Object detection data
## BEGIN
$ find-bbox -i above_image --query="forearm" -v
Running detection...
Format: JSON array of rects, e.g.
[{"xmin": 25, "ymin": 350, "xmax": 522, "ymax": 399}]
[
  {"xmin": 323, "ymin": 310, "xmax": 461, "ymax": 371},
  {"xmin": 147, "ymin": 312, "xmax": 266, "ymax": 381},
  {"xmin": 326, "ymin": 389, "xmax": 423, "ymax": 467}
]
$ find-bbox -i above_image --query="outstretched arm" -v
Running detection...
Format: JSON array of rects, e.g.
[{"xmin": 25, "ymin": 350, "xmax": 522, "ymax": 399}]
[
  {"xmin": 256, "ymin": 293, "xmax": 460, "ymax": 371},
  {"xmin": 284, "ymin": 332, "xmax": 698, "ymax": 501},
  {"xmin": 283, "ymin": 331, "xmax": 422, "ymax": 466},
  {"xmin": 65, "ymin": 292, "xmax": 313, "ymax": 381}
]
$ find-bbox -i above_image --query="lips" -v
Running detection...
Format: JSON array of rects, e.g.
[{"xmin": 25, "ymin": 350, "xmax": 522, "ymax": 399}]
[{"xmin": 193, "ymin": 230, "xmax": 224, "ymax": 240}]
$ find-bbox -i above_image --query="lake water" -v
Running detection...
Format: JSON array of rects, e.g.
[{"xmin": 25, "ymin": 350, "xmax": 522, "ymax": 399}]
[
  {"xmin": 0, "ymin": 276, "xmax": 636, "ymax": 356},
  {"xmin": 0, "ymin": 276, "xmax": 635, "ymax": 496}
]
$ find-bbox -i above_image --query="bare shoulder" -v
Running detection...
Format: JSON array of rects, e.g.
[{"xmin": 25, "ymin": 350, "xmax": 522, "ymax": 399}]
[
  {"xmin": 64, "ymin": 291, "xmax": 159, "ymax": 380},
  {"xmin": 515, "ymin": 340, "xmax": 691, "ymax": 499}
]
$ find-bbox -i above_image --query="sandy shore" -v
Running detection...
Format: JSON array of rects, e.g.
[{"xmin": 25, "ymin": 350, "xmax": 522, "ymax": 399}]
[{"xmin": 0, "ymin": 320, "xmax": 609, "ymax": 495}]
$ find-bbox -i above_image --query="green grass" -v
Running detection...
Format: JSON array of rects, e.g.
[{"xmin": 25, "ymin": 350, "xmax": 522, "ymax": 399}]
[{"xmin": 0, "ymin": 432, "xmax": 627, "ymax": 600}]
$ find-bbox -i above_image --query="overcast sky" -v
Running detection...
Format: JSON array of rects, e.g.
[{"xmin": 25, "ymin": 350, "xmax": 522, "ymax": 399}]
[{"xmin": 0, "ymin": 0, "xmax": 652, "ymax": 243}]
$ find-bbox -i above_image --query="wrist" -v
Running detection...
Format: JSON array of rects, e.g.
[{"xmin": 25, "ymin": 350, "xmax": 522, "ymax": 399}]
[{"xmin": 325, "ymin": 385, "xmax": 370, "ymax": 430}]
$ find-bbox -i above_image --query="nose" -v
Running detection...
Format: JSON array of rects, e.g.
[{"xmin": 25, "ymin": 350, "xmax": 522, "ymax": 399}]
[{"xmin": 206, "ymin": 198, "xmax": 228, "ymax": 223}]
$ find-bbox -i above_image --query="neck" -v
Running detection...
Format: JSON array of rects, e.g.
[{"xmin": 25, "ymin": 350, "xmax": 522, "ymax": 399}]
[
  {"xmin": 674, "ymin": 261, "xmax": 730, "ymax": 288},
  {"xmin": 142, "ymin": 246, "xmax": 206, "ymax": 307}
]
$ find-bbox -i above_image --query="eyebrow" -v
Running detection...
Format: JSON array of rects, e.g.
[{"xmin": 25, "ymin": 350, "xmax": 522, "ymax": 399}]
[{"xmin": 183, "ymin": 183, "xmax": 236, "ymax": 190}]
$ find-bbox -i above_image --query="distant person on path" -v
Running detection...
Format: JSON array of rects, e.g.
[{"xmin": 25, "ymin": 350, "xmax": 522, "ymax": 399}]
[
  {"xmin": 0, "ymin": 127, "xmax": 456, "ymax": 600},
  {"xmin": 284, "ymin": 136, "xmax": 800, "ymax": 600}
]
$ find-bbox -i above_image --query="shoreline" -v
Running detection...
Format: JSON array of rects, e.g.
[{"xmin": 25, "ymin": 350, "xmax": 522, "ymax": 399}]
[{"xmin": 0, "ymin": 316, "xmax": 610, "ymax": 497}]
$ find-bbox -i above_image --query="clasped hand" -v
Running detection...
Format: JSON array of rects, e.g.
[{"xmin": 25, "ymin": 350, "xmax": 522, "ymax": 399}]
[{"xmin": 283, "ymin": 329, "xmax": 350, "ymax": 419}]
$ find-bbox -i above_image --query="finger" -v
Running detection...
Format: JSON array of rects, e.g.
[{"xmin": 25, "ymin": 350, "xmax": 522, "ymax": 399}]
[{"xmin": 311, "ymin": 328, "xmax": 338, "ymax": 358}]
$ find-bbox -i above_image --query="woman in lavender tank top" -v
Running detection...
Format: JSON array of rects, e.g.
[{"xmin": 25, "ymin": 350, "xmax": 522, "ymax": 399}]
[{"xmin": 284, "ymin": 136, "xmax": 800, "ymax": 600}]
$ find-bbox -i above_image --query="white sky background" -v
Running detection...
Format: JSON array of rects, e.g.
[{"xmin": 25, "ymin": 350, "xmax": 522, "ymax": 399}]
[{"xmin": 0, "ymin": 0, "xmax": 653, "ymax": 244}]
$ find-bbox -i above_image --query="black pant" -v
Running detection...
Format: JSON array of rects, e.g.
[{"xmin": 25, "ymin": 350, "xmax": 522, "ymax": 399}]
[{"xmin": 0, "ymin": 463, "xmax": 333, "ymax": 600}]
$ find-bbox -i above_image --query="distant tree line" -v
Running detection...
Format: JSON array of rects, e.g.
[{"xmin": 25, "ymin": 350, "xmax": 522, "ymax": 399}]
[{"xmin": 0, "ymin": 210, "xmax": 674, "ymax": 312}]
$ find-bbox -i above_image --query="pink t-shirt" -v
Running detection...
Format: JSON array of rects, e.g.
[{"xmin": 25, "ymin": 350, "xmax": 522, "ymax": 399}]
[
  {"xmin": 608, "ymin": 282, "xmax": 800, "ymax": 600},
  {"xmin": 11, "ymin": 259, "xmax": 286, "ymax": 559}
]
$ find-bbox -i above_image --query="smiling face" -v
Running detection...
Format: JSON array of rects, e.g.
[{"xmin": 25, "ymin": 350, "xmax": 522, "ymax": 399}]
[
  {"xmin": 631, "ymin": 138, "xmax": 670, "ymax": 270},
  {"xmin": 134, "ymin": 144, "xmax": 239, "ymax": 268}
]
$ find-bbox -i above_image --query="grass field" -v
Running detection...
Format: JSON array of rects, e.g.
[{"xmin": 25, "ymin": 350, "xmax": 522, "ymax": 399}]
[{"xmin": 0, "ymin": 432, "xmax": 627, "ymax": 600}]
## END
_The task_
Restate the data above exactly, keeping each word as it stands.

_Exercise answer_
$ find-bbox -i above_image --query="forearm" -v
Running detection...
Format: JSON array of rects, e.g.
[{"xmin": 25, "ymin": 350, "xmax": 522, "ymax": 399}]
[
  {"xmin": 323, "ymin": 310, "xmax": 461, "ymax": 371},
  {"xmin": 147, "ymin": 312, "xmax": 266, "ymax": 381},
  {"xmin": 326, "ymin": 389, "xmax": 423, "ymax": 467}
]
$ find-bbox -i above_image --query="outstretched arm" -v
Running detection...
Format: JSON array of rects, e.g.
[{"xmin": 25, "ymin": 350, "xmax": 522, "ymax": 399}]
[
  {"xmin": 256, "ymin": 293, "xmax": 460, "ymax": 371},
  {"xmin": 284, "ymin": 332, "xmax": 698, "ymax": 501},
  {"xmin": 283, "ymin": 331, "xmax": 422, "ymax": 466},
  {"xmin": 65, "ymin": 292, "xmax": 313, "ymax": 381}
]
$ find-bbox -i above_image --query="lips" -v
Running detection...
Format: JSON array of rects, e.g.
[{"xmin": 25, "ymin": 350, "xmax": 522, "ymax": 399}]
[{"xmin": 193, "ymin": 230, "xmax": 224, "ymax": 240}]
$ find-bbox -i above_image --query="lake water" -v
Running detection...
Format: JSON array of rects, e.g.
[{"xmin": 25, "ymin": 350, "xmax": 522, "ymax": 399}]
[
  {"xmin": 0, "ymin": 276, "xmax": 636, "ymax": 356},
  {"xmin": 0, "ymin": 276, "xmax": 635, "ymax": 496}
]
$ find-bbox -i above_image --query="bare shoulder" -v
Running detection...
Format: JSON array of rects, e.g.
[{"xmin": 25, "ymin": 350, "xmax": 522, "ymax": 399}]
[
  {"xmin": 64, "ymin": 291, "xmax": 159, "ymax": 380},
  {"xmin": 515, "ymin": 340, "xmax": 691, "ymax": 499}
]
$ find-bbox -i above_image --query="sandy shore" -v
Running detection...
Format: JSON array of rects, e.g.
[{"xmin": 25, "ymin": 350, "xmax": 522, "ymax": 399}]
[{"xmin": 0, "ymin": 320, "xmax": 609, "ymax": 495}]
$ find-bbox -i above_image --query="green grass" -v
Running detection...
Format: JSON array of rects, e.g.
[{"xmin": 25, "ymin": 350, "xmax": 522, "ymax": 399}]
[{"xmin": 0, "ymin": 432, "xmax": 627, "ymax": 600}]
$ find-bbox -i above_image --query="overcast sky" -v
Running detection...
Format: JSON array of rects, e.g.
[{"xmin": 25, "ymin": 350, "xmax": 522, "ymax": 399}]
[{"xmin": 0, "ymin": 0, "xmax": 652, "ymax": 243}]
$ find-bbox -i above_image --query="wrist" -v
Running detection...
Format: JSON array of rects, e.g.
[{"xmin": 25, "ymin": 350, "xmax": 522, "ymax": 399}]
[{"xmin": 325, "ymin": 385, "xmax": 370, "ymax": 430}]
$ find-bbox -i above_image --query="nose" -v
Running detection...
Format: JSON array of rects, e.g.
[{"xmin": 25, "ymin": 350, "xmax": 522, "ymax": 399}]
[{"xmin": 206, "ymin": 198, "xmax": 228, "ymax": 223}]
$ find-bbox -i above_image --query="neck" -v
Running detection...
Format: JSON array of rects, e.g.
[{"xmin": 25, "ymin": 350, "xmax": 522, "ymax": 399}]
[
  {"xmin": 674, "ymin": 261, "xmax": 730, "ymax": 288},
  {"xmin": 142, "ymin": 246, "xmax": 206, "ymax": 307}
]
$ find-bbox -i above_image --query="eyebrow" -v
Running detection...
Format: JSON array of rects, e.g.
[{"xmin": 25, "ymin": 350, "xmax": 522, "ymax": 399}]
[{"xmin": 183, "ymin": 183, "xmax": 236, "ymax": 190}]
$ find-bbox -i above_image --query="distant person on path" -v
Running detection...
Format: JSON array of rects, e.g.
[{"xmin": 25, "ymin": 350, "xmax": 522, "ymax": 399}]
[
  {"xmin": 0, "ymin": 127, "xmax": 456, "ymax": 600},
  {"xmin": 284, "ymin": 136, "xmax": 800, "ymax": 600}
]
$ find-bbox -i above_image --query="shoreline" -v
Running detection...
Format: JSON array of rects, e.g.
[{"xmin": 25, "ymin": 350, "xmax": 522, "ymax": 399}]
[{"xmin": 0, "ymin": 316, "xmax": 610, "ymax": 497}]
$ find-bbox -i above_image --query="clasped hand" -v
Running detection...
Format: JSON array of rects, e.g.
[{"xmin": 25, "ymin": 350, "xmax": 522, "ymax": 399}]
[{"xmin": 283, "ymin": 329, "xmax": 350, "ymax": 419}]
$ find-bbox -i above_image --query="finger" -v
Running detection...
Format: JSON array of rects, e.g.
[{"xmin": 25, "ymin": 350, "xmax": 522, "ymax": 399}]
[{"xmin": 311, "ymin": 328, "xmax": 338, "ymax": 358}]
$ find-bbox -i above_image --query="woman in lavender tank top" -v
Running detection...
Format: JSON array of rects, e.g.
[{"xmin": 25, "ymin": 350, "xmax": 522, "ymax": 399}]
[{"xmin": 284, "ymin": 136, "xmax": 800, "ymax": 600}]
$ find-bbox -i above_image --query="white sky background" -v
Running detection...
Format: JSON array of rects, e.g.
[{"xmin": 25, "ymin": 350, "xmax": 522, "ymax": 399}]
[{"xmin": 0, "ymin": 0, "xmax": 653, "ymax": 244}]
$ find-bbox -i above_image --query="black pant" -v
Running detection...
Format: JSON array of rects, e.g.
[{"xmin": 25, "ymin": 350, "xmax": 522, "ymax": 399}]
[{"xmin": 0, "ymin": 463, "xmax": 333, "ymax": 600}]
$ find-bbox -i above_image --query="distant tree line" -v
Running detection...
Format: JSON array of rects, e.g.
[{"xmin": 25, "ymin": 350, "xmax": 522, "ymax": 399}]
[{"xmin": 0, "ymin": 210, "xmax": 674, "ymax": 312}]
$ find-bbox -i above_image --query="pink t-shirt" -v
Running detection...
Format: JSON array of rects, e.g.
[{"xmin": 25, "ymin": 350, "xmax": 522, "ymax": 399}]
[
  {"xmin": 608, "ymin": 282, "xmax": 800, "ymax": 600},
  {"xmin": 11, "ymin": 259, "xmax": 286, "ymax": 559}
]
$ find-bbox -i above_image --query="smiling face" -v
Running detection...
Format: JSON array of rects, e.g.
[{"xmin": 25, "ymin": 350, "xmax": 522, "ymax": 399}]
[
  {"xmin": 631, "ymin": 138, "xmax": 670, "ymax": 270},
  {"xmin": 134, "ymin": 144, "xmax": 239, "ymax": 268}
]
$ find-bbox -i above_image --query="grass field" -v
Running detection...
Format: JSON array of rects, e.g.
[{"xmin": 25, "ymin": 350, "xmax": 522, "ymax": 399}]
[{"xmin": 0, "ymin": 432, "xmax": 627, "ymax": 600}]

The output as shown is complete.